**Written request:**
The records that follow must be reproduced in full, exactly as written.

----

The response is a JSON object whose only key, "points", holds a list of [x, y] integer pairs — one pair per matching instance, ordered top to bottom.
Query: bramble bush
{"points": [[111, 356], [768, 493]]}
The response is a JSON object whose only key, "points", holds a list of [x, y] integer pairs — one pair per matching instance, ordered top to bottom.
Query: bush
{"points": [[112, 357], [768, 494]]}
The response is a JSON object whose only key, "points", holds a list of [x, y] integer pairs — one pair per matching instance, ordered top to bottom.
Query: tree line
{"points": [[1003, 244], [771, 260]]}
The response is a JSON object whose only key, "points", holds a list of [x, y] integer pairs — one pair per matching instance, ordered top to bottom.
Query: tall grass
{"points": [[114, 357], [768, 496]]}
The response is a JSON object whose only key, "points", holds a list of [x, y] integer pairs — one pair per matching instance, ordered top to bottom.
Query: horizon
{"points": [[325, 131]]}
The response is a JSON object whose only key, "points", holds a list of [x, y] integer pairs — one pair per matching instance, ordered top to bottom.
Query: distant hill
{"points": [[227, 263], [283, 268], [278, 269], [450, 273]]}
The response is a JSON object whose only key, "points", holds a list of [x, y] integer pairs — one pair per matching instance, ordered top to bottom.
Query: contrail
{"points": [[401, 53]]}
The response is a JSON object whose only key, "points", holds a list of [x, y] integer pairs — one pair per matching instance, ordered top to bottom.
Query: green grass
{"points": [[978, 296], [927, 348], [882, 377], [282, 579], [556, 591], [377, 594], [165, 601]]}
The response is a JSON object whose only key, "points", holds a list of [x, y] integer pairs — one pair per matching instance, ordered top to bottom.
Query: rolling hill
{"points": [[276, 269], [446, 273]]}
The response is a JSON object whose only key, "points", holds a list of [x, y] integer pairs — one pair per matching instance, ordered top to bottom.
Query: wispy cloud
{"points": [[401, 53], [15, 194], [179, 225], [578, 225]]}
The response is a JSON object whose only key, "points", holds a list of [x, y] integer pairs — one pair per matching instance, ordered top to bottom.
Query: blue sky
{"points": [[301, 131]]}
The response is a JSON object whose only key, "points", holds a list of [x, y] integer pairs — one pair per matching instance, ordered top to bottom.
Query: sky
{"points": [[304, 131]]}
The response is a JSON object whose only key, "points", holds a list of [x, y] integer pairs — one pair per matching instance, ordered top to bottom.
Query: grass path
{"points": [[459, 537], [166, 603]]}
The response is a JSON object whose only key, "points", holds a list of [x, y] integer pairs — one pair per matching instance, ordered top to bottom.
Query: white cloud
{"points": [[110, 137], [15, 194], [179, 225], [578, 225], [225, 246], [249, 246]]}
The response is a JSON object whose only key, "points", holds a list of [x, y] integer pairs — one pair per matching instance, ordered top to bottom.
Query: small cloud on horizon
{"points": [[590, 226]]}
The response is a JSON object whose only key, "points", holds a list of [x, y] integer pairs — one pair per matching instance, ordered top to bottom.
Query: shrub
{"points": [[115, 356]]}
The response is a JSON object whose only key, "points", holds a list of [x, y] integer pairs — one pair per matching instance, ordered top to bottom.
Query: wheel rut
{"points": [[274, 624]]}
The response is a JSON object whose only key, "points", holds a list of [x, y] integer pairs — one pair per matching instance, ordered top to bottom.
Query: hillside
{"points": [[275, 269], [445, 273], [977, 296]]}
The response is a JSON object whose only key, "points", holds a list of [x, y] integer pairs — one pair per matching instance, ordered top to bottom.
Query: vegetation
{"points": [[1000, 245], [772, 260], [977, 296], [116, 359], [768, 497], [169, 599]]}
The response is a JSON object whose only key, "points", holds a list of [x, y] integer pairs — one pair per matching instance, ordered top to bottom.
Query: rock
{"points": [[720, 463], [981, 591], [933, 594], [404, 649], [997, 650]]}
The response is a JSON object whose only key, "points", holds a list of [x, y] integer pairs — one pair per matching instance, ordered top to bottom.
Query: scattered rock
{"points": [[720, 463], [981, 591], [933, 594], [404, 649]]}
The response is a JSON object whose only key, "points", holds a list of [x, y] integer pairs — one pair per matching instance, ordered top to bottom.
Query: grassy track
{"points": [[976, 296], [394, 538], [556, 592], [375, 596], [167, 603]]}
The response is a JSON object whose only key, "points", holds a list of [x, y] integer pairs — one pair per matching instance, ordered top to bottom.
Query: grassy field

----

**Full answer:**
The response is a JSON object whose only key, "points", holds a list of [x, y] integer pairs — one pair per matching instance, ordered top to bottom.
Query: bramble bush
{"points": [[111, 356], [768, 493]]}
The response is a JSON object whose only key, "points", holds a list of [x, y] integer pairs — one pair per matching instance, ordered top to bottom.
Query: bush
{"points": [[112, 357], [768, 494]]}
The response is a JSON object whose only key, "points", holds a list of [x, y] integer pairs — one pair per matching instance, ordered top to bottom.
Query: tree line
{"points": [[1003, 244], [771, 260]]}
The response is a JSON object whose only key, "points", holds a list of [x, y] integer pairs — one pair per matching instance, ordered top to bottom.
Query: tall grass
{"points": [[114, 357], [768, 496]]}
The response is a JSON object whose only key, "points", holds a list of [x, y] integer pairs — one pair per matching instance, ordered top to bottom.
Query: horizon
{"points": [[325, 131]]}
The response is a JSON object whose only key, "points", holds a list of [x, y] integer pairs — one pair per matching instance, ordered top to bottom.
Query: distant hill
{"points": [[227, 263], [283, 268], [278, 269], [450, 273]]}
The response is a JSON object whose only key, "points", holds a list of [x, y] integer pairs — one pair per matching instance, ordered top to bottom.
Query: contrail
{"points": [[401, 53]]}
The response is a JSON object whose only key, "points", holds a list of [x, y] integer pairs — one pair per matching instance, ordered top to bottom.
Query: green grass
{"points": [[978, 296], [927, 348], [882, 377], [282, 579], [556, 591], [377, 594], [165, 601]]}
The response is a JSON object whose only key, "points", holds a list of [x, y] integer pairs — one pair per matching instance, ordered top to bottom.
Query: rolling hill
{"points": [[276, 269], [446, 273]]}
The response is a JSON object whose only key, "points", holds a list of [x, y] integer pairs — one pair per matching instance, ordered top to bottom.
Query: wispy cloud
{"points": [[401, 53], [15, 194], [179, 225], [578, 225]]}
The response is a JSON object whose only key, "points", holds a list of [x, y] integer pairs — one pair per matching instance, ordered top to bottom.
Query: blue sky
{"points": [[301, 131]]}
The response is a JSON object whose only key, "points", holds a list of [x, y] integer pairs — one pair per matching instance, ordered top to bottom.
Query: sky
{"points": [[304, 131]]}
The response is a JSON object whose only key, "points", holds a list of [x, y] integer pairs — one pair per matching instance, ordered top to bottom.
Query: grass path
{"points": [[459, 537], [166, 603]]}
The response is a JSON object whose only key, "points", holds a list of [x, y] integer pairs — one pair per matching instance, ordered top to bottom.
Query: white cloud
{"points": [[110, 137], [15, 194], [179, 225], [578, 225], [225, 246], [249, 246]]}
The response is a JSON object whose only key, "points", holds a list of [x, y] integer pairs — one pair per matching instance, ordered top to bottom.
Query: small cloud on horizon
{"points": [[590, 226]]}
The response is a JSON object whose only key, "points", holds a list of [x, y] integer pairs — one pair per matching instance, ordered top to bottom.
Query: shrub
{"points": [[115, 356]]}
The response is a JSON object whose only key, "points", holds a list of [x, y] integer pairs — one pair per matching instance, ordered top to bottom.
Query: wheel rut
{"points": [[274, 624]]}
The response is a JSON object whose only key, "points", holds a list of [x, y] integer pairs — one pair per matching instance, ordered top to bottom.
Query: hillside
{"points": [[275, 269], [445, 273], [977, 296]]}
The response is a JSON object whose only key, "points", holds a list of [x, y] integer pairs — one pair per matching instance, ordered top to bottom.
Query: vegetation
{"points": [[1000, 245], [772, 260], [977, 296], [116, 359], [768, 497], [169, 599]]}
The response is a JSON object whose only key, "points", holds a list of [x, y] integer pairs — one pair per matching instance, ordered top to bottom.
Query: rock
{"points": [[720, 463], [981, 591], [933, 594], [404, 649], [997, 650]]}
The response is a JSON object whose only key, "points", holds a list of [x, y] integer pairs — one pair per matching instance, ordered top to bottom.
Query: scattered rock
{"points": [[720, 463], [981, 591], [933, 594], [404, 649]]}
The response is a JSON object whose only key, "points", holds a list of [x, y] integer pairs — one pair per matching instance, ordered top to bottom.
Query: grassy track
{"points": [[976, 296], [394, 538], [556, 592], [375, 596], [167, 603]]}
The response is a JSON object whose only key, "points", holds a list of [x, y] integer pairs — one pair per matching instance, ordered top to bottom.
Query: grassy field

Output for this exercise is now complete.